Le peintre dans sa bulle : Vanité
La figure du peintre englobé dans son miroir comme une Tour Eiffel dans sa boule prend sa source dans les Vanités, et se prolonge dans un pur exercice de style.
Le Christ en Salvator Mundi
Joos van Cleve, vers 1516 – 1518, Louvre
Le globe sommé d’une croix représente le Microcosme, le Monde maintenu dans l’Harmonie par le Christ.
Le reflet de la fenêtre en haut à gauche est encore un pur artifice graphique, qui permet à la sphère cristalline de rivaliser d’éclat avec le bijou scintillant et la luminosité du fond d’or : inutile d’y chercher le reflet du peintre, impensable dans un contexte sacré.
Quatre vingts ans et quelques guerres de religion plus tard, un peintre très original va détourner le symbole triomphal en un symbole macabre.
Vanité
Jacob de Gheyn le Jeune, 1603, Metropolitan Musem of Art, New York
Le plus ancien tableau connu de Vanités met en scène une métaphore : sous le proverbe abrégé « Humana [cuncta sic] vana » – littéralement « Toutes les choses humaines sont vides « la niche montre effectivement deux objets vides, et les met en équivalence :
le crâne n’est pas plus durable que la bulle,
la bulle ne réfléchit pas plus que le crâne.
Car les images qu’on y voit ne sont pas des reflets, mais de purs symboles : en haut à gauche un soupirail grillagé, en bas à droite une roue de torture et une crécelle de lépreux.
Pour scruter de plus près les mystères de cette bulle, voir l’image en très haute résolution : http://www.metmuseum.org/collection/the-collection-online/search/436485
Pour une analyse détaillée de cette oeuvre très étonnante d’un peintre rare, voir La boule mystérieuse .
Vingt ans plus tard, un autre peintre va s’inspirer de De Gheyn et faire à nouveau évoluer le symbole.
Van Roestraten
Vanité
Pieter Gerritsz van Roestraten, 1627, Collection privée
Le crâne couronné de lauriers dérisoires règne sur :
- une montre qu’on ne remonte plus,
- des médailles futiles
- une bougie qui s’éteint.
Vanitas
Pieter Gerritsz. van Roestraten, 1666-1700 Royal Collection Trust
Cette oeuvre de la période londonienne, à la fin de la longue vie de Roestraten, témoigne de sa capacité à reproduire indéfiniment la même formule. Le crâne, la montre, les pièces sont identiques. Le vase d’argent ciselé marque la progression de son habileté, et la propension au luxueux qui caractérise ses productions tardives.
La seule originalité est ici le livre ouvert qui montre la figure de Démocrite, le philosophe qui rit de la folie des choses (De Insania). En bas de la page, on peut lire : « Tout le monde est fou de naissance, la Vanité ruine le Monde ». (Totus homo a nativitate morbus est. Totus Mundus disperiens Vanitas).

> [Liste des tâches]:
A – Extrayez du texte sur les Vanités le passage qui commence à « Vingt ans plus » et se termine à « bougie qui s’éteint. ».
B – Dans le texte sur les Vanités, de quoi le crâne est-il couronné dans la Vanité de Pieter Gerritsz van Roestraten datée de 1627 ?
C – Poursuivez le texte sur les Vanités à partir de l'endroit où il s'arrête.

> [Données recueillies]:
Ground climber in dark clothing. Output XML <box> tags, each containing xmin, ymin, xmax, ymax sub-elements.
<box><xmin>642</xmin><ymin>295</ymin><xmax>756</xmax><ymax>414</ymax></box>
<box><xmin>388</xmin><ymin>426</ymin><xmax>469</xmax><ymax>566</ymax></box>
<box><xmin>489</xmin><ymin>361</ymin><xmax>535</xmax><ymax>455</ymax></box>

> [Réponses par tâche]:
A –
Vingt ans plus tard, un autre peintre va s’inspirer de De Gheyn et faire à nouveau évoluer le symbole.
Van Roestraten
Vanité
Pieter Gerritsz van Roestraten, 1627, Collection privée
Le crâne couronné de lauriers dérisoires règne sur :
- une montre qu’on ne remonte plus,
- des médailles futiles
- une bougie qui s’éteint.

B – De lauriers dérisoires.

C –
Le nettoyage du globe a très récemment fait réapparaître le reflet du peintre dans son atelier. Le globe chrétien a gardé pour trace vestigiale la forme en croix de son crochet de suspension. Suspendu à un fil, il évoque pour les connaisseurs d’emblèmes l’image de la contingence du destin humain, soumis à la volonté divine.
Abrumpam (Je romprai)
Gabriel Rollenhagen, Selectorum Emblematum Centuria Seconda, Emblème 55, 1613
La légende récupère une citation latine :
- « Toutes les choses humaines sont pendues à un fil ténu » « Omnia sunt hominum tenui pendentia filo » » (Ovide)
pour se conclure par une exhortation bien chrétienne :
- « Que Dieu coupera quand il veut : Soyez pieux » « Quod Deus abrumpet cum volet : Esto pius ».
On comprend qu’écouter en bas à gauche le prêche de Jésus, au pied d’un arbre foudroyé, suspend provisoirement l’action du divin rasoir.
Désormais métallisée, la Vaine Bulle a perdu de sa fragilité. Elle tend à devenir un objet de Superbe, qui célèbre l’habileté de l’artiste à reproduire son atelier en miniature, et la pérennité de son Image insérée à tout jamais dans son oeuvre.
La longue carrière de Roestraten met en évidence cette évolution : car l’artiste reprendra cet exercice de virtuosité dans plusieurs de ses orgueilleuses productions.
Nature morte au chandelier
Pieter Gerritsz van Roestraten, entre 1660 et 1685, Musée des Beaux Arts de Montréal, Canada
Dans cette composition courtisane :
- la bougie qui s’éteint est portée par un chandelier d’apparat, avec des lions, des anges et des fruits ;
- la rose ne s’étiole pas ;
- la montre n’est plus un symbole de la vie courte, mais un objet de luxe.
Quant à la médaille, elle n’a plus rien de futile : elle est à l’effigie du roi Charles II d’Angleterre, dont le peintre flatteur espérait obtenir des commandes.
Il faut vraiment se crever les yeux pour voir les très discrètes feuilles de laurier, résurgences d’une Vanité souterraine.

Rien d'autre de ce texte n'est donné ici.